PROVIDED ENTRIES:
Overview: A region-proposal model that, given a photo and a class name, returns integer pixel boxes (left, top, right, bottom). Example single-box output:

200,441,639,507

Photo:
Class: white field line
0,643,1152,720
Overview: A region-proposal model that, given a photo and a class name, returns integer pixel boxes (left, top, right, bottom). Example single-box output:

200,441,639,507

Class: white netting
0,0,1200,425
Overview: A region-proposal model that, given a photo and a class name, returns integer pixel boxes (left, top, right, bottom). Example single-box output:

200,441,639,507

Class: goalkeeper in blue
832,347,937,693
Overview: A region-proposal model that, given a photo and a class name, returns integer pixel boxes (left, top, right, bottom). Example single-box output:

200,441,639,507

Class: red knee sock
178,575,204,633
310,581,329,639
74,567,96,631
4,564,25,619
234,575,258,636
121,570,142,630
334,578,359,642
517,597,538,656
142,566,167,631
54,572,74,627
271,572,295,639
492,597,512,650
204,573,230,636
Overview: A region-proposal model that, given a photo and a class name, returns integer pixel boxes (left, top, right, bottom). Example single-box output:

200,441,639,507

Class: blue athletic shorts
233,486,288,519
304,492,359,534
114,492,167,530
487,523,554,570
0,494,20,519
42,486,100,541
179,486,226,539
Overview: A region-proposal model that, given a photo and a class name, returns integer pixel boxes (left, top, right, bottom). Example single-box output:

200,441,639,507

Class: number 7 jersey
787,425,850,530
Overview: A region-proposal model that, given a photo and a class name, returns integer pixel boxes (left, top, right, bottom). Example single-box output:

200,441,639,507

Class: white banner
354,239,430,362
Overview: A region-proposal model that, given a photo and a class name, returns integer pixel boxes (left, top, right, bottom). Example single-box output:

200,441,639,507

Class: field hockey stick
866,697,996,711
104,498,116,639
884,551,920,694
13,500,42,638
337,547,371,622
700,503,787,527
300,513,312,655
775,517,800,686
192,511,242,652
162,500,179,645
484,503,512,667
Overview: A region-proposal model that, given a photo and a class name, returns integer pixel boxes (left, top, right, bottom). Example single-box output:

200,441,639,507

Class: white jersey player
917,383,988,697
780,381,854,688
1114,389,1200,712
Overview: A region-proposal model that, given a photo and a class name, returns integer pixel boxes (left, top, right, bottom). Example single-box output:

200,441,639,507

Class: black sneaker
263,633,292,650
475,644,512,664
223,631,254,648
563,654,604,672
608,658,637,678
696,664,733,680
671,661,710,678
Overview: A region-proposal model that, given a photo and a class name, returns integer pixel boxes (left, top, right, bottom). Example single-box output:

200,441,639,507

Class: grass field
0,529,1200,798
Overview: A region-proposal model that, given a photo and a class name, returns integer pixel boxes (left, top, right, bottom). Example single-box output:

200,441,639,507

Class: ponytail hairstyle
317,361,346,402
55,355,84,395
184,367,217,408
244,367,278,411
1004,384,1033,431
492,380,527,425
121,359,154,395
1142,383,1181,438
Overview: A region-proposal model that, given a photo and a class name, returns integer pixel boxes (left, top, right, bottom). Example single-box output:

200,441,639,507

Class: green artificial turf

SET TASK: Reproduce all of the rows above, switching every occurrence of "region-proposal model" to "box-prediction model" and leaving everything else unchanged.

RESULT FOR THIS TASK:
Overview: A box-prediction model that, given a photo and a class name, returns integer pixel boxes (left, top, right, bottom). Example single-box output:

200,441,639,507

Photo:
Class: white field line
0,643,1152,720
Overview: A box-prediction model that, given a photo and a class name, returns integer pixel boxes (left, top, right, bottom). Example single-box output:

200,441,639,507

Class: white netting
0,0,1200,425
Overview: A box-prediction model that, given a photo and a class name, returns integer pixel boxes (left, top, right, bottom). Example single-box output:

200,441,639,507

Class: goalkeeper in blue
832,347,937,693
Overview: A box-prediction model that, given a photo and a class name, returns integer pixel boxes (left, top, right, bottom). Example single-box output:

200,441,639,507

Class: red knee sock
178,575,204,633
310,581,329,639
74,567,96,631
4,564,25,619
234,575,258,636
121,570,142,630
334,578,359,642
517,597,538,656
142,566,167,631
54,572,74,627
271,572,295,639
492,597,512,650
204,573,230,636
Overview: A box-prediction model that, given a photo and a class name, returns integer pixel boxes (left, top, right, bottom). Example single-box output:

200,441,639,507

Class: blue athletic shorts
233,486,288,519
304,492,359,534
114,492,167,530
487,523,554,570
0,494,20,519
42,486,100,541
179,486,226,539
Overview: A box-prediction model that, given a photo and a class name, returns integer pixel boxes (left, top, right, bottom). Example single-box output:

200,441,639,507

Class: number 7 jersey
787,425,850,530
Overview: A box-prediction model that, given a photo and a class name, returns integer pixel boxes (left, top, right, bottom). Example single-box output:

200,441,639,507

Class: white banner
354,239,430,362
Overview: A box-prediction model that, given a photo and a class name, returns integer pixel boxes (left, top, right, bottom). Example single-box output:

200,441,639,507

Class: field hockey stick
866,697,996,711
104,498,116,639
884,551,920,694
13,500,42,638
337,547,371,622
700,503,787,527
300,513,312,655
775,517,800,686
192,511,242,652
162,500,179,645
484,503,512,667
Overview: A box-prediction model that, given a photo and a class name, returns integer pixel boxes (left, top, right, bottom). Example single-box output:

200,441,639,507

Class: white jersey player
917,383,988,697
780,381,854,688
1114,389,1200,712
Overview: A box-prediction model that, given a photo and a class name, returns integer pixel boxes (left, top, right, bottom). Example single-box output:

200,441,639,507

Class: black sneaker
263,633,292,650
475,644,512,664
223,631,254,648
563,654,604,672
608,658,637,678
696,664,733,680
671,661,710,678
Overview: A box-prediction model that, given a photo and a class name, returns integer pixel boxes (left, top, right, bottom). Example single-box output:

200,441,639,507

Class: grass field
0,529,1200,798
Overview: A box-prediction model that, given a photo and a class name, returns integer pixel boxes (left, top, right, bottom). Example single-box output:

200,441,639,507

Class: ponytail hairstyle
317,361,346,402
55,355,84,395
184,367,217,408
244,367,278,411
1004,384,1033,431
492,380,527,425
121,359,154,395
1142,383,1181,438
Overview: A box-prediction model that, given a photo and a class name, returns integer pixel boxes (left, top, right, bottom). Example single-box output:

200,441,639,507

Class: green artificial turf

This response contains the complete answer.